Извлечённый текст →
Гоголь решил оправдаться в «Авторской исповеди», однако печатать ее не стал. Не стал он печатать также и «Размышления о Божественной Литургии». Интуитивно он, видимо, понимал, что читатели не доросли ещё до понимания его умозаключений. И что стоит оставить их на время в покое.
Гоголь вновь уверовал в свой роман. В предисловии ко второму изданию «Мертвых душ» он обратился к читателям с просьбой присылать ему заметки о русской жизни, описания черт национального характера, происходящие события. Но никто не ответил. Тогда он вновь обратился к друзьям за помощью. Ему нужна была информация и различные анекдоты для создания своих новых персонажей. «Что вам стоит…» так писал он многим. А.О. Смирнова получил куда более полные рекомендации. «Например, выставьте сегодня заглавие Городская львица и, взявши одну из них <…> опишите мне ее со всеми ухватками – и как садится, и как говорит, и в каких платьях ходит, и какого рода львам кружит голову…» И это он предлагал проделывать ежедневно. Письма свои он адресовывал даже людям, которых знал, но никогда не видел. Однако друзья не спешили. Он же из-за отсутствия сведений ничего не мог писать. По крайней мере он всегда мог оправдать свое бездействие чужой ленью.
Картинка с сайта www.sibstrin.ru.
Поездка в Иерусалим
После неудачи с «Выбранными местами» Гоголь чувствовал себя очень утомленным. Друзья не спешили помочь ему, и он все чаще думал, хватит ли ему сил завязать новый сюжет. Может, Бог отвернулся от него?
И Николай Васильевич вернулся к своей идее о поездке в Иерусалим: отправиться ко Гробу Господню в поисках вдохновения. Ему казалось, что если Бог благословит книгу, то он будет спасен, если же нет… Гоголь и думать об этом боялся.
Однако он не спешил отправляться в путь. Не было попутчика, пугало море и восточные города. А главное: он боялся остаться равнодушным перед Гробом. А потому придумывались различные причины, почему стоило отложить эту поездку. То он ссылался на плохое здоровье, то на нехватку денег, то на какие-то дела, то вдруг отправлялся в Париж, Франкфурт, Остенде и делал ещё изрядный круг по Европе. Он тревожился в ожидании главного. Без конца в своих письмах он писал о своих планах. И теперь уже столько людей знало о его намерениях, что отступать было нельзя. Но он продолжал ждать знака свыше. И таким «знаком» стали восстания в Италии.
Гоголь почувствовал, что людские волнения опаснее, чем морские, и быстро собрался. Перед отъездом он написал молитву, которую оправил матери в Васильевку и друзьям с просьбой читать самим и попросить священника читать ее во время службы.

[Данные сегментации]
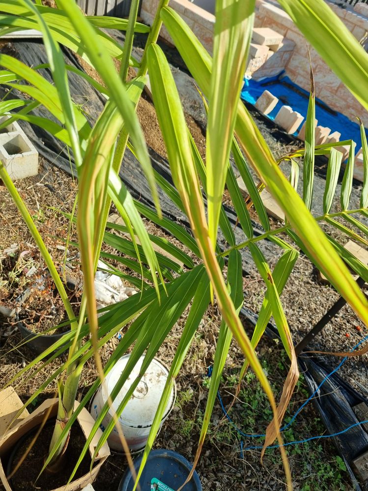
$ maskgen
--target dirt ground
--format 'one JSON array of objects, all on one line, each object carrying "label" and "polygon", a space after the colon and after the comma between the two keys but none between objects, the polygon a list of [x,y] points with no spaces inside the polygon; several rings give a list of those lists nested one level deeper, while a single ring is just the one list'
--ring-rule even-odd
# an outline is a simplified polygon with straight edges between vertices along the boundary
[{"label": "dirt ground", "polygon": [[[296,144],[292,141],[288,142],[287,140],[280,140],[277,131],[265,123],[256,112],[253,115],[267,143],[278,156],[294,147]],[[143,98],[140,103],[139,116],[148,144],[165,156],[154,110],[146,98]],[[202,125],[189,115],[187,115],[187,121],[204,156],[205,142]],[[65,239],[69,223],[61,213],[71,212],[76,195],[76,183],[61,171],[41,160],[39,174],[18,182],[17,187],[30,210],[57,267],[62,271],[66,261],[78,276],[80,269],[77,250],[70,247],[68,256],[65,256]],[[358,186],[356,192],[359,190]],[[252,217],[256,218],[256,216],[252,215]],[[172,240],[153,224],[146,223],[151,233]],[[273,227],[278,225],[272,221]],[[75,231],[73,228],[71,232],[72,237],[75,238]],[[33,250],[35,247],[6,189],[0,186],[0,257],[4,250],[14,244],[17,245],[14,253],[17,258],[22,252]],[[20,289],[24,287],[22,281],[19,281],[20,278],[23,278],[23,274],[22,270],[18,275],[19,285],[14,285],[12,288],[13,296],[7,298],[7,305],[11,303],[16,294],[20,292]],[[264,293],[260,277],[256,273],[249,275],[244,278],[244,285],[245,305],[258,312]],[[282,296],[295,343],[338,297],[330,286],[319,281],[311,263],[301,255]],[[158,357],[168,364],[172,359],[187,314],[184,313],[160,348]],[[216,310],[209,309],[177,377],[177,399],[175,407],[155,444],[156,448],[179,451],[191,461],[196,453],[203,420],[210,383],[208,368],[213,363],[220,321]],[[361,330],[357,329],[357,326]],[[250,327],[248,325],[245,327],[248,334],[251,335]],[[316,338],[312,348],[328,351],[349,349],[367,334],[366,328],[361,325],[351,309],[345,307]],[[0,317],[0,380],[4,384],[30,361],[33,355],[27,347],[20,346],[21,338],[14,323],[4,317]],[[117,342],[117,340],[113,340],[107,348],[102,351],[104,363]],[[257,352],[275,394],[280,395],[288,368],[284,351],[274,341],[265,337],[259,344]],[[336,358],[329,359],[333,367],[338,362]],[[17,391],[23,400],[25,401],[34,392],[49,376],[51,371],[59,366],[59,362],[60,360],[56,360],[51,366],[42,370],[36,378],[27,381],[18,387]],[[242,355],[236,344],[233,342],[220,389],[221,402],[225,408],[228,406],[232,400],[242,362]],[[366,364],[367,355],[351,359],[341,371],[347,380],[365,395],[368,394]],[[94,363],[88,362],[82,373],[81,380],[83,381],[79,397],[85,393],[96,376]],[[55,388],[55,384],[51,384],[45,394],[53,394]],[[285,416],[286,421],[308,397],[306,384],[301,376]],[[42,399],[39,398],[36,404]],[[262,439],[243,436],[238,431],[247,434],[262,434],[272,418],[265,396],[251,371],[242,383],[240,394],[229,416],[232,422],[225,417],[220,401],[217,400],[209,434],[197,467],[203,490],[278,491],[284,489],[284,476],[279,450],[268,450],[262,465],[259,448]],[[309,404],[283,437],[286,442],[290,442],[322,435],[325,432],[313,405]],[[328,439],[292,445],[286,448],[296,491],[352,489],[343,462]],[[94,485],[96,491],[107,489],[116,490],[126,469],[125,459],[120,455],[112,454]]]}]

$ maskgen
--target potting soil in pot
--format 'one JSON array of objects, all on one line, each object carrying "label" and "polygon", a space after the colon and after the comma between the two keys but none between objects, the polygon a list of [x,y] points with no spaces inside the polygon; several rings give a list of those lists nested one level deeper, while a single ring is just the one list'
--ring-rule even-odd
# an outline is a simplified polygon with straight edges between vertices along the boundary
[{"label": "potting soil in pot", "polygon": [[[10,466],[8,466],[8,474],[13,472],[27,452],[37,429],[27,433],[25,437],[20,441],[19,446],[16,447],[11,467],[9,468]],[[78,423],[73,425],[60,471],[55,473],[45,471],[37,479],[49,453],[49,446],[53,431],[54,425],[51,424],[47,425],[43,429],[24,461],[11,478],[11,485],[13,491],[30,491],[31,490],[50,491],[66,484],[85,443],[85,436]],[[89,472],[90,463],[91,457],[87,452],[78,467],[73,480],[87,474]]]}]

Цель задания → Продолжите текст о Гоголе и его сборах в Иерусалим, начиная сразу после последнего предложения. Строки представляют собой самостоятельный материал.

Результат ниже →
И вот он оказался на пароходе, который должен был отвезти его на Мальту.
В дороге Николаю Васильевичу было так плохо, что все окружающие прониклись к нему жалостью. Прибыв на Мальту, он обессиленный заперся в комнате в ожидании очередного морского путешествия. Его ждал Константинополь, а затем Смирна и Бейрут. В Бейруте удача ему улыбнулась. Генеральным консулом России там был не кто иной, как его одноклассник по Нежинской гимназии Константин Базили. Он не только любезно предоставил Гоголю для отдыха помещение в консульстве, но и вызвался сопровождать его а Иерусалим через пустыни Сирии. И хотя с Базили поездка проходила благополучно, для Гоголя неприятностей было все равно достаточно: клопы в диванах, сотни москитов, песчаный ветер. Одним словом, он находился не в лучшем расположении духа. И вот показался Иерусалим. Они въехали в город через ворота Яффы и остановились в доме православного священника.
На следующий день писатель рискнул выйти на улицы. Побродив среди толпы, побывав на рынке, он вернулся расстроенный грязью, запущенностью и беспорядком этого священного города.
Говея, он стал навещать Гроб Господень. Однако покидал его в полной прострации. Встреча, о которой он мечтал, не состоялась. Единственное, что произвело на него впечатление – пейзажи, берега Мертвого моря.
Он оказался в очень неприятной и тягостной ситуации, и потому желал поскорее вернуться назад. Его даже не остановил тот факт, что Базили не мог немедленно ехать с ним.
В Константинополе его ждало письмо от отца Матвея Константиновского. Для Гоголя это было очень важно, и он немедленно сел писать ответ, не скрывая своих чувств от неудачной поездки: «Скажу вам, что ещё никогда не был я так мало доволен состоянием сердца своего, как в Иерусалиме и после Иерусалима. Только разве что больше увидел черствость свою и свое себялюбье – вот весь результат». Тогда же он понял, что именно Отец Матвей достоин быть его духовником, поскольку проявил особую заботу в такой важный для него, Гоголя, момент.
А что теперь? Теперь очередной пароход «Херсонес», который направлялся в Одессу. И писатель отплыл с ощущением, что он, наконец, отправляется в настоящую Святую землю – Россию.
Картинки с www.pravmir.ru и www.russia-hc.ru.
Дома
И вот Гоголь прибыл в Одессу. Его ждал двухнедельный карантин. Но на настроении писателя это не сказалось. На свои именины 9 мая он планировал успеть в Васильевку и, наконец, повидать мать и сестер после долгого отсутствия.
Дома его ждали с нетерпением. На Гоголя же встреча не произвела сильного впечатления. Праздничный ужин не удался. Говорить было особенно не о чем. О своей поездке в Иерусалим он отвечал неохотно.
Родных очень задело его равнодушие.
А Николай Васильевич обосновался отдельно во флигеле и вел уединенный образ жизни, хотя сестры и мать наперебой старались ему угодить. Вставал он рано, немного работал, гулял, завтракал с семьей, потом рисовал картинки на религиозные сюжеты, которые сестра Ольга должна была распространять среди мужиков. Попутно изрекались евангельские истины.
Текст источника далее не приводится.